Collected data entries
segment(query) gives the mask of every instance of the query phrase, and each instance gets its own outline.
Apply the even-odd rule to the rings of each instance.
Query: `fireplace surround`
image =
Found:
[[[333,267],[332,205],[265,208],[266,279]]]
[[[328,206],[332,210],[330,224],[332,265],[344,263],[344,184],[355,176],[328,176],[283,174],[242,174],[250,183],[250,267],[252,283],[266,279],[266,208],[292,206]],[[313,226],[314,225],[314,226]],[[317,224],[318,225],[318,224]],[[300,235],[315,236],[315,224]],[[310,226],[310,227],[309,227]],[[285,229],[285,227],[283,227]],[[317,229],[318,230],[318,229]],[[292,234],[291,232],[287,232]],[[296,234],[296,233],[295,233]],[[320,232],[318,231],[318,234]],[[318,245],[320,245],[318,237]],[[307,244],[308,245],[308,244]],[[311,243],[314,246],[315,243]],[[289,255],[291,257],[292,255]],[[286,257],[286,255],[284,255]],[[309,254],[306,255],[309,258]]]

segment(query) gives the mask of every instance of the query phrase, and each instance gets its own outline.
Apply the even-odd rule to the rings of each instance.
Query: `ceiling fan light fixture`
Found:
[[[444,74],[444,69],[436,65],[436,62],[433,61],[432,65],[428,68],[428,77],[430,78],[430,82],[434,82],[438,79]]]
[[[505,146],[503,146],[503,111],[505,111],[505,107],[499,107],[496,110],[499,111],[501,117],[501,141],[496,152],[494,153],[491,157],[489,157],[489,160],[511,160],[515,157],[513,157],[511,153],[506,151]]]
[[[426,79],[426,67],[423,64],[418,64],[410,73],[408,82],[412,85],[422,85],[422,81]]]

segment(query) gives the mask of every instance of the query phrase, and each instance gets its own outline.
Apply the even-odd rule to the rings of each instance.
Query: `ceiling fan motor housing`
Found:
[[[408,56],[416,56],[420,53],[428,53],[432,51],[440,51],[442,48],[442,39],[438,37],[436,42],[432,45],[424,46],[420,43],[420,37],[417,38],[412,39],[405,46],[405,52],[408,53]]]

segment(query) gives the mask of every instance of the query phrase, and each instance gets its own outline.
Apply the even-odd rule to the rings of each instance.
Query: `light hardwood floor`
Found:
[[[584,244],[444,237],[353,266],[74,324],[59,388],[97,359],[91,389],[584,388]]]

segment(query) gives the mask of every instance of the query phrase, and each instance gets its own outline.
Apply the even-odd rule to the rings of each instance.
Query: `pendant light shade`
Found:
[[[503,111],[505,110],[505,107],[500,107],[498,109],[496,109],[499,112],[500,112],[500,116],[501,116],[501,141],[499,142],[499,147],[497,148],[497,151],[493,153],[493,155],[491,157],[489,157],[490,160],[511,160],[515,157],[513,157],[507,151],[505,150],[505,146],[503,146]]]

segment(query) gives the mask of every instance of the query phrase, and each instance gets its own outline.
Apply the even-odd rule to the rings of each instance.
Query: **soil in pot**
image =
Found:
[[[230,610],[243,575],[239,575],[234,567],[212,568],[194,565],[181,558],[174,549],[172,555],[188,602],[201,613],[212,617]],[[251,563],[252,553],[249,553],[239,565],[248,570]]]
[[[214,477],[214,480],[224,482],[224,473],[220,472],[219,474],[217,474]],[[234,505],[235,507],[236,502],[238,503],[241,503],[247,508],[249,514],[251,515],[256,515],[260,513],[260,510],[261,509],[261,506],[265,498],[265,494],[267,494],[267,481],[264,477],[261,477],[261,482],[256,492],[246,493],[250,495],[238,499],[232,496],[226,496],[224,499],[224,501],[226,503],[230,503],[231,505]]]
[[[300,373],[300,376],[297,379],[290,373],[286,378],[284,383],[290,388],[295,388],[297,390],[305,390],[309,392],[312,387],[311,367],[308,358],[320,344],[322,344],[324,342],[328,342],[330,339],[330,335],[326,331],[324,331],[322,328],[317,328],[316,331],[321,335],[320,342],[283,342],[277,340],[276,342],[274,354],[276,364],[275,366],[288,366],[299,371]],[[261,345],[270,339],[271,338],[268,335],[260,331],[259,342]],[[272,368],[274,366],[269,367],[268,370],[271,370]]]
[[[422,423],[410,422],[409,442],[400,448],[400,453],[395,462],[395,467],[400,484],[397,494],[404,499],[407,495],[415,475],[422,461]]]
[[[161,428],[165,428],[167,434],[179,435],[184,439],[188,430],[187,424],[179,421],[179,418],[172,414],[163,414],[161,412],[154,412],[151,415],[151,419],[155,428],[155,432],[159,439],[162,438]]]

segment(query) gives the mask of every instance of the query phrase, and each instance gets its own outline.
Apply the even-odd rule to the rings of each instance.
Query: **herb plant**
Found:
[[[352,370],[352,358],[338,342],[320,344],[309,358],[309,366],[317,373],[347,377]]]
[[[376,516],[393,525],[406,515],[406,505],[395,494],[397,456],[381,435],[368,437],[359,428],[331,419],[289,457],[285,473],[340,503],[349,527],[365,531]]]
...
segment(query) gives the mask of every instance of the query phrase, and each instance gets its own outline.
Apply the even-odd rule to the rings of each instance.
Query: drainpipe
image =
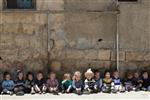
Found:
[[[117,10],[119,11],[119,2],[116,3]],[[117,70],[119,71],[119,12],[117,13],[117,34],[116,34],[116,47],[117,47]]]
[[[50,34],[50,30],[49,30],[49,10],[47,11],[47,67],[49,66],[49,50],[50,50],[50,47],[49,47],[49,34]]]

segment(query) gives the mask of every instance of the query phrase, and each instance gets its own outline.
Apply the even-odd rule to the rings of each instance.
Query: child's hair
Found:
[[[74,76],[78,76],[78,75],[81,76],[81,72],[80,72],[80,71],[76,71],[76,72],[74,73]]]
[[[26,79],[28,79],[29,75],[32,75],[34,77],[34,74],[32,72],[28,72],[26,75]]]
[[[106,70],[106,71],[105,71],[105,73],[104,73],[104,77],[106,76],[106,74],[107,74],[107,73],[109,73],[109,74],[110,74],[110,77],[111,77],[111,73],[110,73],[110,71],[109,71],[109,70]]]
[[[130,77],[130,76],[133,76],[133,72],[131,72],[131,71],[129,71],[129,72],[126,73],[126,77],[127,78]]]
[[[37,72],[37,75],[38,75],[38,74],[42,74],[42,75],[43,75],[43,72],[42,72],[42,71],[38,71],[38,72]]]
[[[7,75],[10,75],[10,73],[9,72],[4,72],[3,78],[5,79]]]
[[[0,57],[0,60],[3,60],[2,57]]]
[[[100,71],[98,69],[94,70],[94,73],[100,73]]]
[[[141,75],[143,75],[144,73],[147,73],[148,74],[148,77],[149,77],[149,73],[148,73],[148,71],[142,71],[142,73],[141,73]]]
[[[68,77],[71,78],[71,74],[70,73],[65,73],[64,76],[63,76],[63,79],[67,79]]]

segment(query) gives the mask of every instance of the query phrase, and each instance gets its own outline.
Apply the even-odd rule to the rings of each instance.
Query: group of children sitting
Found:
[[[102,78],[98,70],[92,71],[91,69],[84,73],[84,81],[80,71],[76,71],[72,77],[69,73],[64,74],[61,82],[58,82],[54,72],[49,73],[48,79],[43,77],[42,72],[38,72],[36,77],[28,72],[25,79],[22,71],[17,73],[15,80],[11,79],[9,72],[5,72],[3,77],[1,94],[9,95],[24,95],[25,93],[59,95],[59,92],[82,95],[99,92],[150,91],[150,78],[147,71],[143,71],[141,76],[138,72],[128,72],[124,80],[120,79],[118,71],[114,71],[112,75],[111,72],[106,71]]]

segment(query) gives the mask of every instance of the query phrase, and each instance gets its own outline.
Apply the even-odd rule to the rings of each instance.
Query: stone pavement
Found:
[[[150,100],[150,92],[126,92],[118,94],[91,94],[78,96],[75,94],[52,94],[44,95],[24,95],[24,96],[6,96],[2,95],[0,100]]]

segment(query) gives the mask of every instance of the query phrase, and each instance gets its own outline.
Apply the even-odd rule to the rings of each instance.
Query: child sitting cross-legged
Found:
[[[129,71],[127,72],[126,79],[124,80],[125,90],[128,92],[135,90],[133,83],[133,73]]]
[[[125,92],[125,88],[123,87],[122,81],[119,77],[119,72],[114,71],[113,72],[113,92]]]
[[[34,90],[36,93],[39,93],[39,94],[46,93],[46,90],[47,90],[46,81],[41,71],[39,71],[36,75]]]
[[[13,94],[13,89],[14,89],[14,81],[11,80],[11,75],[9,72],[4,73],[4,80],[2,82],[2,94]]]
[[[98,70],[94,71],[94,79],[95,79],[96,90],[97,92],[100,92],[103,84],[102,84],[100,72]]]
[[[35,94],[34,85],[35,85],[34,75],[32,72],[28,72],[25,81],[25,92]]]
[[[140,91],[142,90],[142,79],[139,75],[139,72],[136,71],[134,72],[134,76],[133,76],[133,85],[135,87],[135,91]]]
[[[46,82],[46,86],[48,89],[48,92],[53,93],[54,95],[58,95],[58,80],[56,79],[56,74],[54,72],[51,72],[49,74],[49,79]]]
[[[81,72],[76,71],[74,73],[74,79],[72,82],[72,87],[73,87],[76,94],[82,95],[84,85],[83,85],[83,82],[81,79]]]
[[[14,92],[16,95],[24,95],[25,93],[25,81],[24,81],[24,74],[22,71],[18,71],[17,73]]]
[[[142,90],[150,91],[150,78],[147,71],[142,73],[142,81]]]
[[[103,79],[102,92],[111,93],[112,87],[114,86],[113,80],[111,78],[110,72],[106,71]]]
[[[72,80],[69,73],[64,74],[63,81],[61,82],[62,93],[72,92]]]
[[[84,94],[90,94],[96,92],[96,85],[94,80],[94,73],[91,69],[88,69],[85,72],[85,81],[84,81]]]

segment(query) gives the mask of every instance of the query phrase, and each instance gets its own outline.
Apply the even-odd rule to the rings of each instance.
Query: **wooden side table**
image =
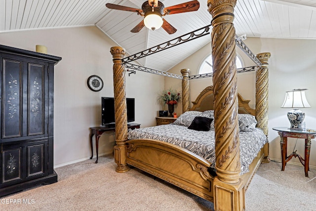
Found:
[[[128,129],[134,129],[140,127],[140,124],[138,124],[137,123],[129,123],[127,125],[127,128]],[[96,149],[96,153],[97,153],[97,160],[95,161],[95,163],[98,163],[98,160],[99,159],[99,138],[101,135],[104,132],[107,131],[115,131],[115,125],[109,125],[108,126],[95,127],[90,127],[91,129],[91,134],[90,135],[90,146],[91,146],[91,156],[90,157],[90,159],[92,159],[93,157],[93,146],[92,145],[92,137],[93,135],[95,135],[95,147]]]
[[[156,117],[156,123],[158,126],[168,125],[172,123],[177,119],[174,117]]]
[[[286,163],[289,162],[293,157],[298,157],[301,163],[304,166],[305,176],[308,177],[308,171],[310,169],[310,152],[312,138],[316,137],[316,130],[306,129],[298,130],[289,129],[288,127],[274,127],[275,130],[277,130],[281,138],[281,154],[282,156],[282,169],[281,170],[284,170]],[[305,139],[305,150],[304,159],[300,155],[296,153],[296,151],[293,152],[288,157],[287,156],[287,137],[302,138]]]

-- DO THIS --
Count the lines of the data above that contain the string "sitting", and reply with only that number.

-- THE RESULT --
2